# TASK DIRECTIONS
Reproduce everything from the start of the data down to the line containing "xmin=339 ymin=650 xmax=393 ymax=706", switching "black athletic shoe" to "black running shoe" and leaving all else unchanged. Give only those lines.
--------------------
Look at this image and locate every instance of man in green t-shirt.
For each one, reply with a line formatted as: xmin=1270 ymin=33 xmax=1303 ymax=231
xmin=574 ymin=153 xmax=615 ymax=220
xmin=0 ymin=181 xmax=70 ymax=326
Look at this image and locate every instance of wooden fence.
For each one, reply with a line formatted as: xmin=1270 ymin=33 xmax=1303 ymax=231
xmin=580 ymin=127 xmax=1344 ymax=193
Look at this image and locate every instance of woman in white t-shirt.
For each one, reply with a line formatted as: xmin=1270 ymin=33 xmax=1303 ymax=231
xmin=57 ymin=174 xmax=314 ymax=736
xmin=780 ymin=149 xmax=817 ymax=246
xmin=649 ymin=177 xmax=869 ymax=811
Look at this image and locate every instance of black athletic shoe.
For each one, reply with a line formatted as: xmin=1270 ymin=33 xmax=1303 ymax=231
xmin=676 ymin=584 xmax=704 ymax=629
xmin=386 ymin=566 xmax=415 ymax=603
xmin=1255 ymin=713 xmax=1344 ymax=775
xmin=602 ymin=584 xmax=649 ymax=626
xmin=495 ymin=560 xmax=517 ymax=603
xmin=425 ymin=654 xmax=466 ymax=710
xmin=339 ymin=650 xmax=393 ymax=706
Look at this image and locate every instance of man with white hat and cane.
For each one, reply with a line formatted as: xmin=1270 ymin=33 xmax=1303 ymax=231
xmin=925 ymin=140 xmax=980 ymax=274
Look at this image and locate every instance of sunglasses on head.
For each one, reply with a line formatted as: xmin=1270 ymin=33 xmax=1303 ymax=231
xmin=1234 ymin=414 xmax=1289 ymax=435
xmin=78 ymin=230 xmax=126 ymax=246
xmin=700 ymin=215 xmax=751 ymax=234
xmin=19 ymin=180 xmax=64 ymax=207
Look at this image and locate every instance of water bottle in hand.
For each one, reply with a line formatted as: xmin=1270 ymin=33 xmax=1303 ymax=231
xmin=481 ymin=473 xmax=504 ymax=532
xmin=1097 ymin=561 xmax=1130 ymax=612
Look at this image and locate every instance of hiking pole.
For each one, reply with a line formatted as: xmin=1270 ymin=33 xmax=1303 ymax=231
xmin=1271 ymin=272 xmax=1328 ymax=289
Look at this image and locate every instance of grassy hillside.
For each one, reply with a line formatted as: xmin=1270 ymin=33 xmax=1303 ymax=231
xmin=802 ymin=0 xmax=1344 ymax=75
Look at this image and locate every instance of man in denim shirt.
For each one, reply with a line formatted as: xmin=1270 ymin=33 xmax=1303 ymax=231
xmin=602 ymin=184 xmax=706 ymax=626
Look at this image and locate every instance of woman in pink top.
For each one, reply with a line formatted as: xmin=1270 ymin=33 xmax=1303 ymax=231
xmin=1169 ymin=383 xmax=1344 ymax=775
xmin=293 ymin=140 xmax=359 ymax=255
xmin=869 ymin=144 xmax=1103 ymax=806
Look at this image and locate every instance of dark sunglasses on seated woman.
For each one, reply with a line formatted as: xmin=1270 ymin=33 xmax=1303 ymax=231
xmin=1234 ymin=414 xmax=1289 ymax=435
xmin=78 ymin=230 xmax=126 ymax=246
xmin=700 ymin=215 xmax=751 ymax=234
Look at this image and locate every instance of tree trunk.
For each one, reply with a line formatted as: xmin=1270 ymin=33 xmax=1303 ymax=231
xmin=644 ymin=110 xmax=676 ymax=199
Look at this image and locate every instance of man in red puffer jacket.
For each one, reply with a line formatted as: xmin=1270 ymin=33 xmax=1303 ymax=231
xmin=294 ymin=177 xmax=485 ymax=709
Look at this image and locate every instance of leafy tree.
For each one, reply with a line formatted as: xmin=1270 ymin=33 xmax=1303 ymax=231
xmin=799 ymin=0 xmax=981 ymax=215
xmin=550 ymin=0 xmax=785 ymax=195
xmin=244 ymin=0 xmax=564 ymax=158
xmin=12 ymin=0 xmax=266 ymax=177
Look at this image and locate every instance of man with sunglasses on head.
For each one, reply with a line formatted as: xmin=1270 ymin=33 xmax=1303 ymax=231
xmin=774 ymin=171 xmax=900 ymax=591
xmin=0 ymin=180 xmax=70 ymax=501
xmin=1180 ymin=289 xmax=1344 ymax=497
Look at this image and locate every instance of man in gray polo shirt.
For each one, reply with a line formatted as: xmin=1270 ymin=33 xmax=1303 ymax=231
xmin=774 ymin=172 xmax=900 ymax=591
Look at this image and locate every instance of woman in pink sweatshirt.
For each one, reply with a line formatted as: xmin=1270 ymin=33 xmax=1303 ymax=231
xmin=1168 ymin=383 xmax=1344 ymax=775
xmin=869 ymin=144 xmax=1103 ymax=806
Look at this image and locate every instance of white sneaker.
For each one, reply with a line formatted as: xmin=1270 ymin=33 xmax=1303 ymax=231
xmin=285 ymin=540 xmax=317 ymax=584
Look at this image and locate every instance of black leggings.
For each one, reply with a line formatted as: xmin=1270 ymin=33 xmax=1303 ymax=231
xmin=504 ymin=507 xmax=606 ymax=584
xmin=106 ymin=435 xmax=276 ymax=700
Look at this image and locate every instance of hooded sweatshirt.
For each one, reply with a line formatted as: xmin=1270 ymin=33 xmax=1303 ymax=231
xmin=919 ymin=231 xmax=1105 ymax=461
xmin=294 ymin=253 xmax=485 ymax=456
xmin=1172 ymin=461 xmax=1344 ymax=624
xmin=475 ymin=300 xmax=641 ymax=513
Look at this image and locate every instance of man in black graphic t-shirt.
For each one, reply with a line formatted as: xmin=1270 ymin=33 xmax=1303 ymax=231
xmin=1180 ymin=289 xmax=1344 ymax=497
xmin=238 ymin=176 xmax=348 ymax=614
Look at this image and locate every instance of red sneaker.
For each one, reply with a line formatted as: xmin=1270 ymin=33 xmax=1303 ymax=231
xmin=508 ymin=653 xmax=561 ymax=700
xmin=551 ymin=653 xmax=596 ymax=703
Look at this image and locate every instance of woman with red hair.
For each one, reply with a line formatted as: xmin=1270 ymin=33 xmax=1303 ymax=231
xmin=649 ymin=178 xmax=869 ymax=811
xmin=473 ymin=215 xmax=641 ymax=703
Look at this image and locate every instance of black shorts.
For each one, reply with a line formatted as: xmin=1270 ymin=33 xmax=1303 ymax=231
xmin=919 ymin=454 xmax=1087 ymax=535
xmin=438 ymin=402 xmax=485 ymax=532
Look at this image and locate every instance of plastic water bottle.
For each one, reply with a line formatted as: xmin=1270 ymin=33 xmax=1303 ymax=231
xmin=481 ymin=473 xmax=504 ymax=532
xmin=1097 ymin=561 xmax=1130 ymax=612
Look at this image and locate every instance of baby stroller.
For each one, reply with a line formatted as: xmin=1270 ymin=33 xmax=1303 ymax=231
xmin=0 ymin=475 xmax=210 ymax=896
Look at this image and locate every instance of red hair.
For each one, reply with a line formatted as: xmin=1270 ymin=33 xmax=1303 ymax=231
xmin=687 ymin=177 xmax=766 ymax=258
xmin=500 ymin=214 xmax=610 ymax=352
--------------------
# SOLUTION TO THE EXERCISE
Look at this image and locate every instance of man in green t-shirt.
For each one, reply with a line formatted as: xmin=1270 ymin=33 xmax=1303 ymax=231
xmin=574 ymin=153 xmax=615 ymax=220
xmin=0 ymin=181 xmax=70 ymax=326
Look at this image and locate every instance of wooden fence.
For each one, reply with a line formatted as: xmin=1270 ymin=33 xmax=1303 ymax=231
xmin=580 ymin=127 xmax=1344 ymax=193
Look at this image and locate every instance of woman in white t-shirt.
For each one, reply with a line formatted as: xmin=1270 ymin=33 xmax=1303 ymax=231
xmin=57 ymin=174 xmax=314 ymax=736
xmin=780 ymin=149 xmax=817 ymax=246
xmin=649 ymin=177 xmax=869 ymax=811
Look at this image and locate every instance of black running shoe.
For each one, reply with a line formatted as: xmin=1270 ymin=33 xmax=1303 ymax=231
xmin=676 ymin=584 xmax=704 ymax=629
xmin=386 ymin=566 xmax=415 ymax=603
xmin=1255 ymin=713 xmax=1344 ymax=775
xmin=602 ymin=584 xmax=649 ymax=626
xmin=495 ymin=560 xmax=517 ymax=603
xmin=425 ymin=654 xmax=466 ymax=710
xmin=339 ymin=650 xmax=393 ymax=706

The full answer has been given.